## РАБОЧЕЕ ЗАДАНИЕ A
Объясните в одном–трёх предложениях, зачем, согласно отрывку о повестях Селенского, автору понадобилась развязка, в которой Ольга оказывается обычной городской мещанкой, склонной к измене.
## РАБОЧЕЕ ЗАДАНИЕ B
Продолжите отрывок о повестях Селенского, начав сразу после его последнего предложения.

## ФРАГМЕНТ ТЕКСТА
· · ·

И здесь автор всячески выгораживает Георгия, дав нам почувствовать, что Ольга оказалась обычной городской мещанкой, да ещё и склонной к измене. Только для читателя-то уже не секрет, что Руженцев способен лишь на банальную интрижку, и что такая развязка понадобилась автору для подтверждения “логических” выводов своего героя: “время сжирает все человеческие отношения”, кругом изменяют все и всем.
Таковы в общем нравственные критерии Руженцева. Вглядишься в него попристальнее, вслушаешься в его мудрствования и невольно подумаешь: “Полноте, да неужто это наш советский человек, наш современник?”
Ну а Селенский? Какова же его позиция? Весьма недвусмысленна. Автор очень любит своего героя, любуется, восхищается им. Неспроста Селенский прибегает к прозрачной символике – образу красивого, но ядовитого горного цветка – ясенца. Характерно, что поначалу он предполагал назвать повесть “Неопалимая купина”. Трогательно, поэтично воспевает писатель цветок-отшельник, что не горит и не сгорает. “Такие цветы не поливают из лейки, они живут одиноко, как орлы на вершинах”. В этой фразе весь Руженцев.
Не так ли и он – неприкаянный, очерствевший, – вознесён писателем в немыслимое поднебесье, дабы оттуда изливать на большой и сложный мир своё возмущение им? Думается, так. Идейная ущербность персонажей обусловила слабость повести в целом. Сюжет её “сшит” на живую нитку. Её язык – сплошная словесная эквилибристика, нередко сбивается на жаргон. Назойливые поучения героев в форме афоризмов, литературных и философских изречений, сомнительные остроты и каламбуры, вроде “Любовь до гроба – это гроб для любви”, “Рассчитались наличными и расстались приличными”, “Землю по ночам не следует освещать слишком ярко, она грешна для этого”, – попросту надоедают…»
Разделавшись с повестью «Две пригоршни моря», Алексеев перешёл к повести «Крутая Рамень», и тут его журналистская живость изложения и критический запал резко увяли с первого же абзаца. Похоже, вдохновение почти иссякло с исчезновением со страницы, заполняемой строчками, родной редакции «Волги» и «газетёра» Руженцева, сильно напоминающего самого Селенского.
«…Вторая повесть “Крутая Рамень” – в художественном отношении значительно лучше. Колоритно воссозданы Ю. Селенским характеры основных персонажей: Степана Тиндова и Логина Разина. В описании Волги, займища, заволжской степи, быта людей сквозит тонкая наблюдательность автора, умение нарисовать впечатляющую картину, передать настроение, богатство народной речи.
Но опять-таки предвзятость писателя в выводах относительно среды, создавшей характеры, группировка образов, акцентирование дурного в жизни приводят к одностороннему отражению действительности. События и характеры развиваются по той же схеме, какую мы проследили по первой повести.
На сей раз олицетворением “истинно народного характера” выступает восьмидесятилетний паромщик Логин Разин. Но странное совпадение, он, как и Руженцев, одинок, “аки перст”, всю жизнь провёл в скитаниях, обозлён, раздражителен. Районные и областные руководители (все!) до предела оглупле-ны и обюрокрачены автором. Ничего-то они не видят, ничего не слышат. Оторвались от масс, не могут решить даже простых вопросов, не говоря уже о сложных.

· · ·

Данные указательных выражений по фотографиям
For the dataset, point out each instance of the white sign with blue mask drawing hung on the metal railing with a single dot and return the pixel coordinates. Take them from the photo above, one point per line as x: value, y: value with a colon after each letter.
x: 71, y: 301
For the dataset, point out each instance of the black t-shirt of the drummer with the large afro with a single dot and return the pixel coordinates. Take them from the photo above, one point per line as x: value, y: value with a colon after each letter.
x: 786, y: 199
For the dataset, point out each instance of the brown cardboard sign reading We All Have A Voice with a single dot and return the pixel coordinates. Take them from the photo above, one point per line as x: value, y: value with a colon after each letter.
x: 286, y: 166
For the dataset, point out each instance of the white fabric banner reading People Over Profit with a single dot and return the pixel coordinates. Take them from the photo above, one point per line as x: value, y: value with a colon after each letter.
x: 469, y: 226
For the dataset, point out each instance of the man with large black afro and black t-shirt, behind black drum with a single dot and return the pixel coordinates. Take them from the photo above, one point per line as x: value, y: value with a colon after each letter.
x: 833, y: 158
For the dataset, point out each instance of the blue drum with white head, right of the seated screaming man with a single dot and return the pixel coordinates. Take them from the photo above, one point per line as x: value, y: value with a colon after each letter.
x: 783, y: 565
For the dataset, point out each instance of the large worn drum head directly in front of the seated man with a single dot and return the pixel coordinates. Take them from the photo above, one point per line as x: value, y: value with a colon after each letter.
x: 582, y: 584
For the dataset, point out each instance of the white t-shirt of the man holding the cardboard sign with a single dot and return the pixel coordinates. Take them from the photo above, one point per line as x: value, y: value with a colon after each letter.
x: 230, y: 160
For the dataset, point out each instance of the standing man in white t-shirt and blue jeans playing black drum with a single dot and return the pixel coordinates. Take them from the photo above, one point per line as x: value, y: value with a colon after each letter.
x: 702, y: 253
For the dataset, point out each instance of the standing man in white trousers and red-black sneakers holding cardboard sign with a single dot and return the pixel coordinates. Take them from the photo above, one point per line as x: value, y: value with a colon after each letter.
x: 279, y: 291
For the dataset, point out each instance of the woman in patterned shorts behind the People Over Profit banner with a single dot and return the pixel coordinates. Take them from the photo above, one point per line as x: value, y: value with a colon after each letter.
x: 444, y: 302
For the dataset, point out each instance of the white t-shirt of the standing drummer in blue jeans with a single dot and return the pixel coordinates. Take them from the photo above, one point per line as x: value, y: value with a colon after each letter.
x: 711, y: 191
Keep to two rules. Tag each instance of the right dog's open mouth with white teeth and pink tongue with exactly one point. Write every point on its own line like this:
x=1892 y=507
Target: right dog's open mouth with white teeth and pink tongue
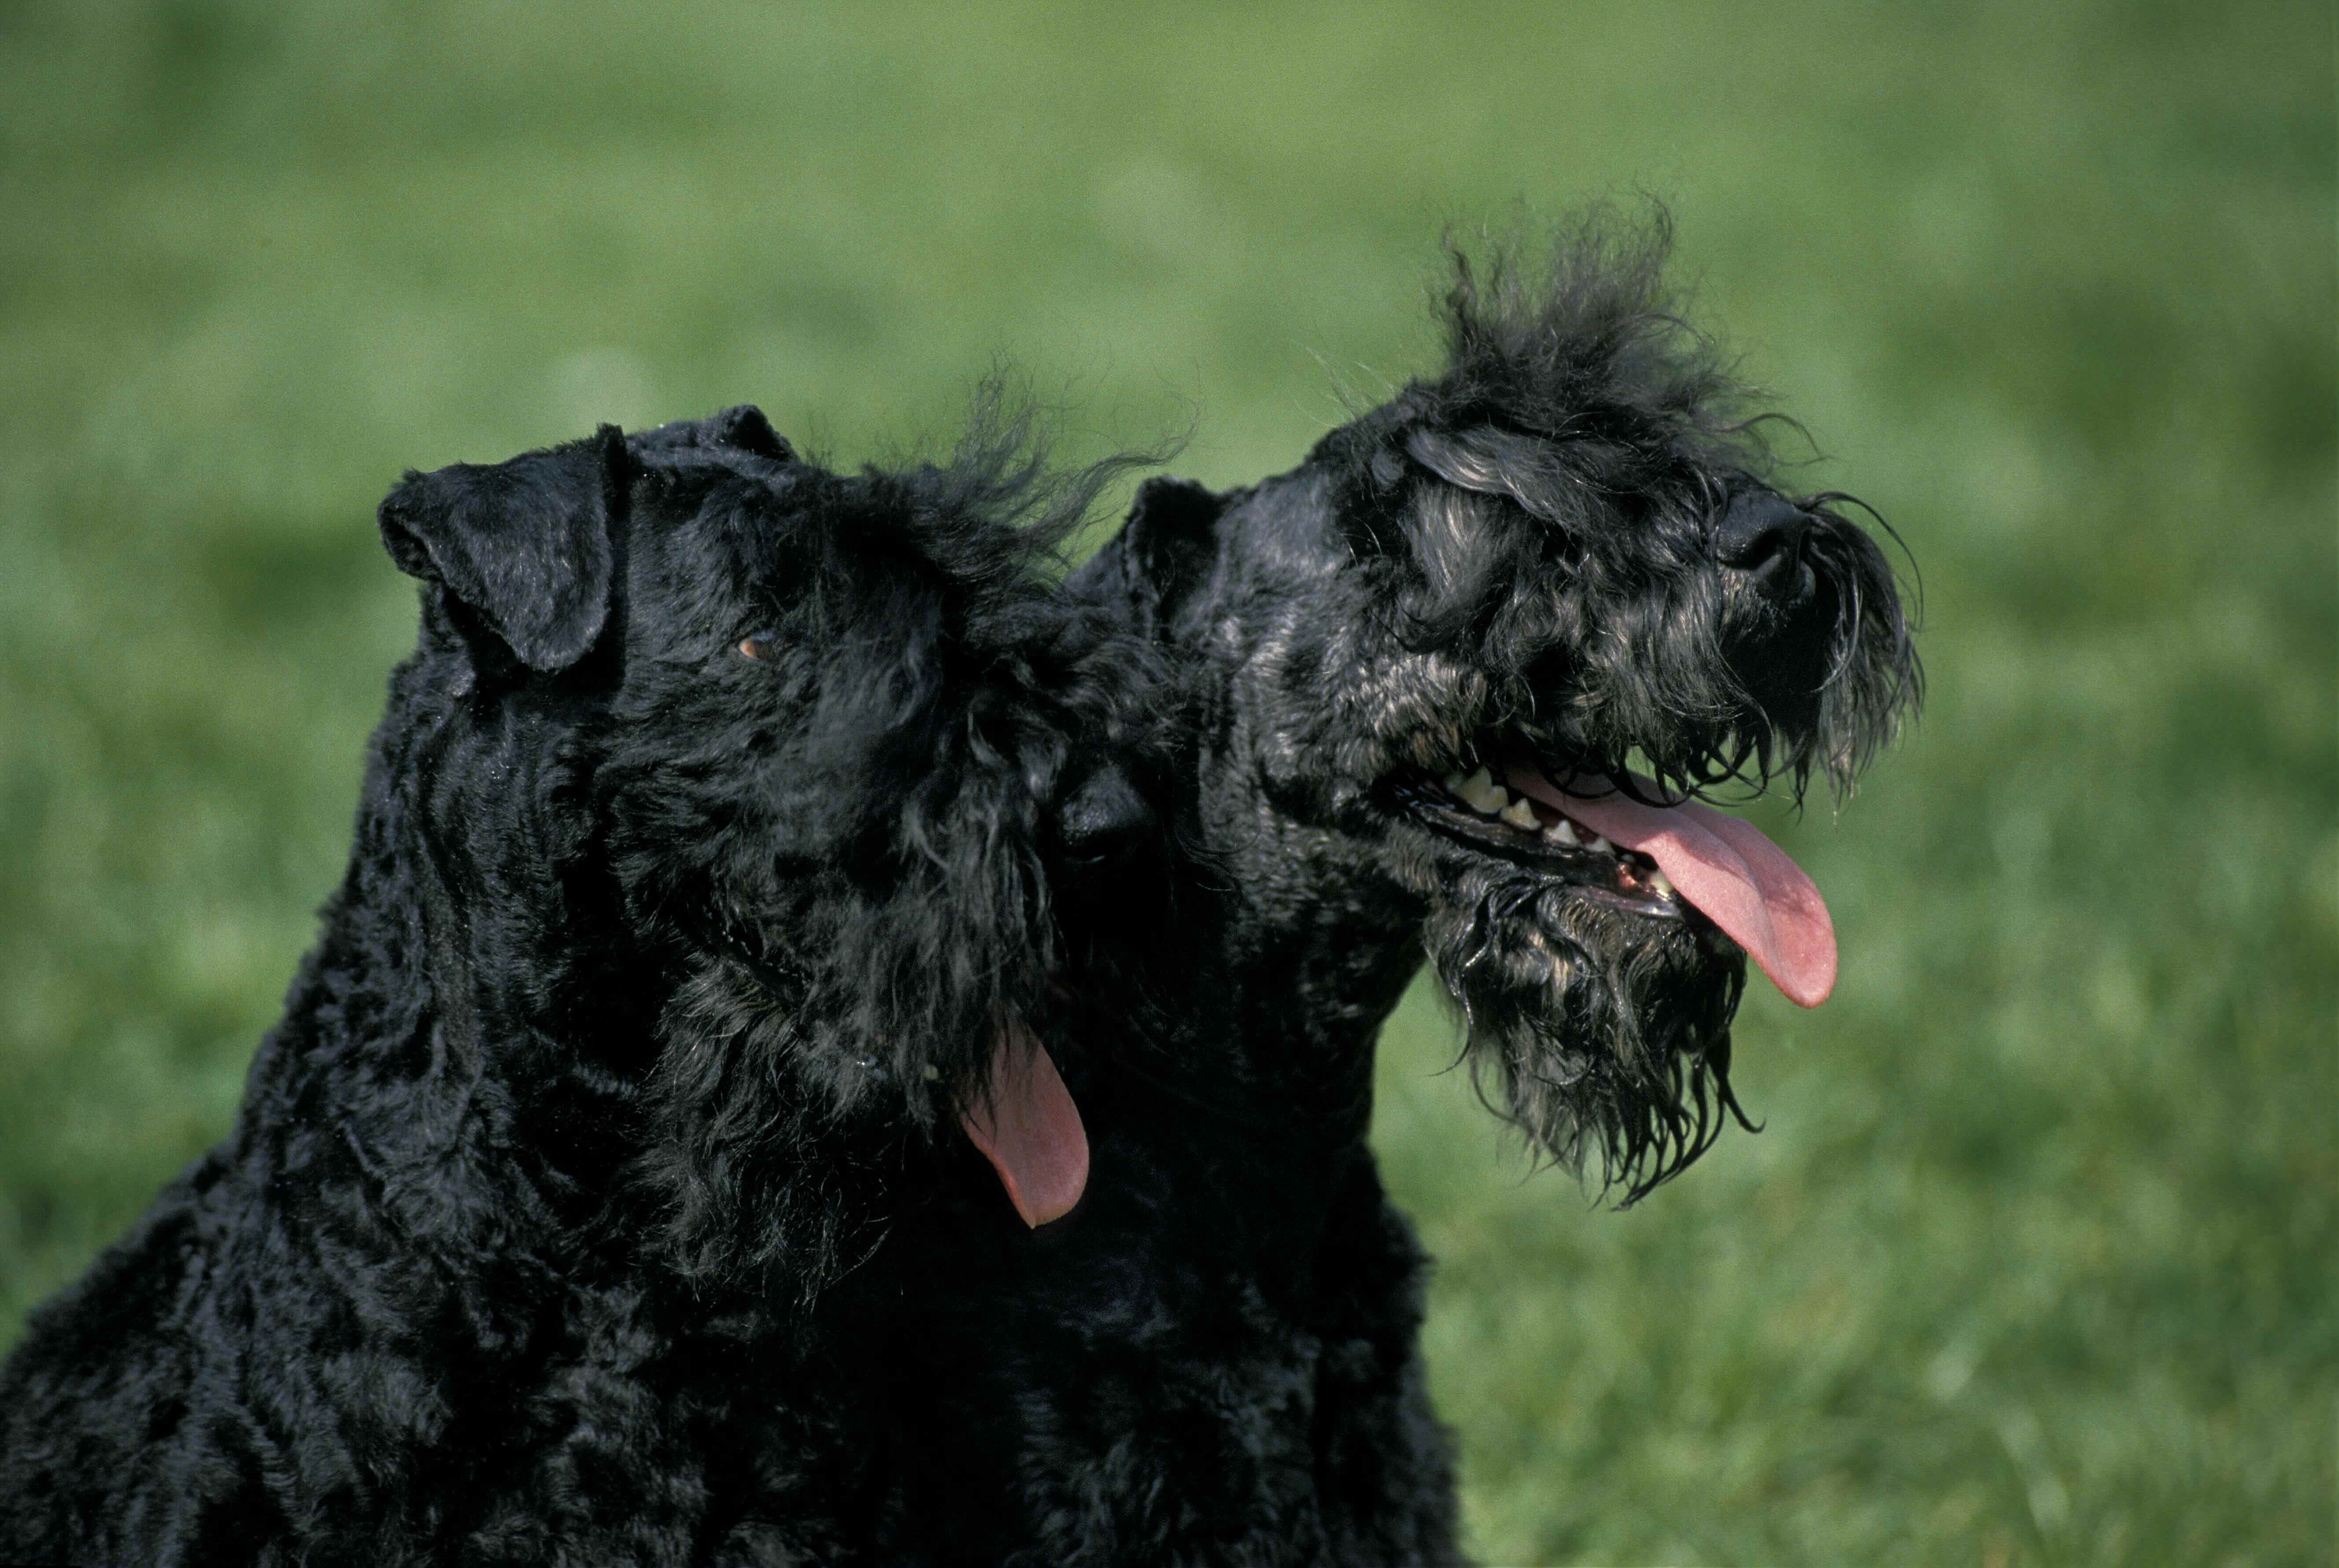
x=1650 y=860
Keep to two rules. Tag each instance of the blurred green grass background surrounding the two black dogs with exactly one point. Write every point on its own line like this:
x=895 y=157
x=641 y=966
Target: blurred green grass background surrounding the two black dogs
x=2038 y=1260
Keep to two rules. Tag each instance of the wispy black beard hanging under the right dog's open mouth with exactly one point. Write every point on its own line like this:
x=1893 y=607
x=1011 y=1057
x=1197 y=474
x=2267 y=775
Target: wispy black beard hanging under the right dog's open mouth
x=1601 y=1036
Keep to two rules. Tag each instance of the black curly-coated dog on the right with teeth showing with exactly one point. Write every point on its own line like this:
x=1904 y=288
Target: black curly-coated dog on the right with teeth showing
x=1451 y=687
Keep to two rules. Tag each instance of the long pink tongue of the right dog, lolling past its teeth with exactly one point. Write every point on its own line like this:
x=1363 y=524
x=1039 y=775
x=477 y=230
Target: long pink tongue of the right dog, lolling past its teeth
x=1744 y=883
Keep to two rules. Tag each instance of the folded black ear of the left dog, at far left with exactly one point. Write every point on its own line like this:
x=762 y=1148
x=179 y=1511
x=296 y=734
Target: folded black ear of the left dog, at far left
x=523 y=544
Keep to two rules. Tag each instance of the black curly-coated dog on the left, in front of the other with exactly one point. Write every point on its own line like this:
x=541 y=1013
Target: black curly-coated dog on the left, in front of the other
x=712 y=853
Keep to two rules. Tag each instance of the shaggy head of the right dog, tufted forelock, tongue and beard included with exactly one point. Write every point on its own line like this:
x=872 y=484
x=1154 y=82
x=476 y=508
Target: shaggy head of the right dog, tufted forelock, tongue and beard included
x=1489 y=645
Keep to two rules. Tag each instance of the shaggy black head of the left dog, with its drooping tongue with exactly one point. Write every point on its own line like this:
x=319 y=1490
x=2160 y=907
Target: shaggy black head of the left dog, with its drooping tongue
x=792 y=773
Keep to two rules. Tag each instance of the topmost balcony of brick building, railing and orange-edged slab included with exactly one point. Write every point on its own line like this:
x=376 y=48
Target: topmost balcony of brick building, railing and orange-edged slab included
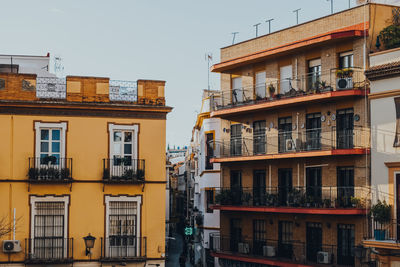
x=312 y=87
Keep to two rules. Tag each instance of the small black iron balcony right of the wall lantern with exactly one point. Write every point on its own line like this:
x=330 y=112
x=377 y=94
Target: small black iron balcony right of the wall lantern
x=125 y=248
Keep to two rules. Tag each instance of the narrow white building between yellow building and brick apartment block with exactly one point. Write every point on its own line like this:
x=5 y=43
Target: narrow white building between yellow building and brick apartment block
x=207 y=177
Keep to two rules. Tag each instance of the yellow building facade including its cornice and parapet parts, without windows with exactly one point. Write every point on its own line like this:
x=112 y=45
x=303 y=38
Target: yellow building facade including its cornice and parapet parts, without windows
x=87 y=143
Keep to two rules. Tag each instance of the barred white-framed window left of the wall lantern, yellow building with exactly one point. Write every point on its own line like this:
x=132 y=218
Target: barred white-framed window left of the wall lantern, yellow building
x=49 y=219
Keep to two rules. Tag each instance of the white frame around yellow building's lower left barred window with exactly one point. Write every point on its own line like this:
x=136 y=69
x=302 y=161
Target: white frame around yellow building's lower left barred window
x=33 y=200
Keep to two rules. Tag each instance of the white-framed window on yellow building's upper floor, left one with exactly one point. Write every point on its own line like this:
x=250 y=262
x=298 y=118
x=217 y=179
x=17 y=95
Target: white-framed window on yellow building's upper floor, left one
x=50 y=143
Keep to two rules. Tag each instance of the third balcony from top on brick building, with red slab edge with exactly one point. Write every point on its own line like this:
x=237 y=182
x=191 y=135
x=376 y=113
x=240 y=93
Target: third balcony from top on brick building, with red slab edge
x=328 y=200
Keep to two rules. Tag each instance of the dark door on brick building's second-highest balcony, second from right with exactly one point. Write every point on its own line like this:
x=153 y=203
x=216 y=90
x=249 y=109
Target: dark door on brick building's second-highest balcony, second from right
x=313 y=131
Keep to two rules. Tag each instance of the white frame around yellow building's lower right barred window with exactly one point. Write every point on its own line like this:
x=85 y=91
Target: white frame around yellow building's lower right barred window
x=138 y=200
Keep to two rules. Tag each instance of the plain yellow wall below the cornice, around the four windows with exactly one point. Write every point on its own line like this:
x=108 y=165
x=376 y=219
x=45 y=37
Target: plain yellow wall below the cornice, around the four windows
x=87 y=144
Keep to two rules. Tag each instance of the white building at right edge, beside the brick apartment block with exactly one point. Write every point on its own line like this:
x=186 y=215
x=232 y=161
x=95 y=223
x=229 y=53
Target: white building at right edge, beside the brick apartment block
x=384 y=76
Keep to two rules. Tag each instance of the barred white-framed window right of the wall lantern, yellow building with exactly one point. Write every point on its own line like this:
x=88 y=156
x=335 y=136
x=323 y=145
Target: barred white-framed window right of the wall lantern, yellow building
x=123 y=227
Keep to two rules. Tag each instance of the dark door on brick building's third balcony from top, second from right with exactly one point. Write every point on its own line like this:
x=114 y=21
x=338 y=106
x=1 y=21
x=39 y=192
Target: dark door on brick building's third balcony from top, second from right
x=314 y=189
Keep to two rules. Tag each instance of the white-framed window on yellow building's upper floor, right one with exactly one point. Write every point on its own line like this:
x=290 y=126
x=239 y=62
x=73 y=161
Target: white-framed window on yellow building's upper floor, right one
x=123 y=148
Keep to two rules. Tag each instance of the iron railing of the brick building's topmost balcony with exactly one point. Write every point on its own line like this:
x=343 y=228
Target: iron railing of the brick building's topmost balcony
x=275 y=89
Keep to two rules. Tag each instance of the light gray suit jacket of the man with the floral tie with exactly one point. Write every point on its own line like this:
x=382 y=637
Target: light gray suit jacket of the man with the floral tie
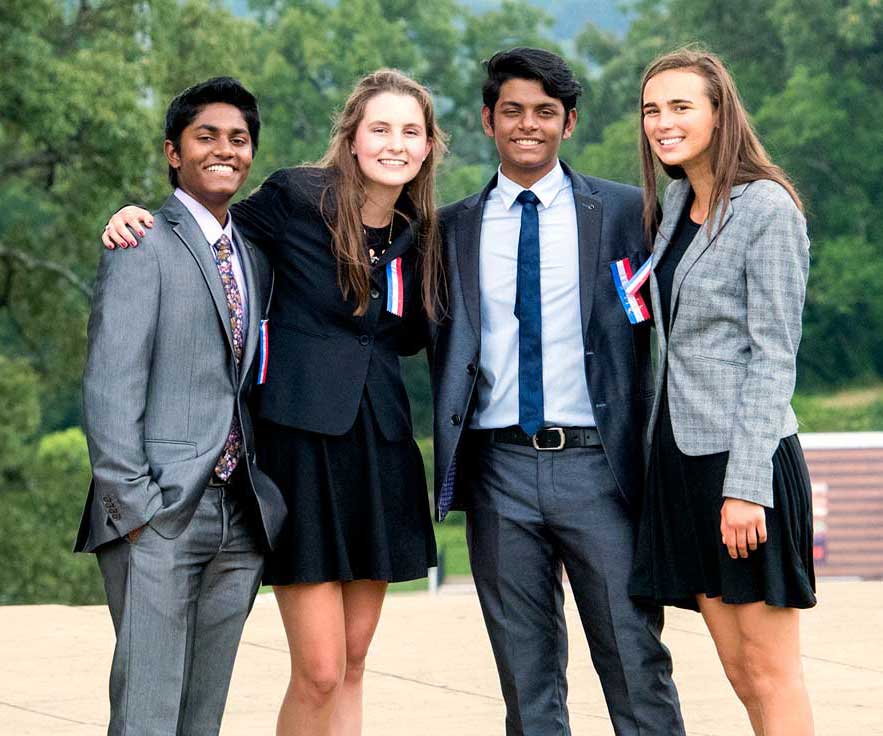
x=161 y=383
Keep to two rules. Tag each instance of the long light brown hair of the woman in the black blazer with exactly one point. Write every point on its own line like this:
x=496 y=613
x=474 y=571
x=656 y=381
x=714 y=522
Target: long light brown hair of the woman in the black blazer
x=342 y=210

· · ·

## ОТВЕТ НА ЗАДАНИЕ A
Такая развязка понадобилась автору, чтобы подтвердить «логические» выводы своего героя Руженцева. Это выводы о том, что «время сжирает все человеческие отношения» и что кругом изменяют все и всем.

## ОТВЕТ НА ЗАДАНИЕ B
С симпатией автор описывает лишь председателя сельсовета Степана Тиндова, который “один обо всём заботу имеет”. В молодости Степан занимал пост председателя райисполкома, да дальше не пошёл. А вот друг его, Столбов, получил образование, выдвинулся в председатели облисполкома. Столбов во всём противопоставлен Тиндову, начиная от костюма, внешнего облика, манеры “смотреть вперёд, насквозь и выше глаз” людей и кончая стилем. Тем самым автор отчётливо проводит свою концепцию: чем выше пост занимает руководитель, тем больше он отрывается от народа.
Автор игнорирует один из незыблемых принципов советской литературы: сила критики тем действеннее, чем полнее раскрыты перспективы положительного. Однако положительное начало почти не чувствуется в повести. Отсюда безысходность, к которой приходит Селенский: в жизни торжествуют и благоденствуют лишь карьеристы и приспособленцы вроде Столбова да кулака Рекутина.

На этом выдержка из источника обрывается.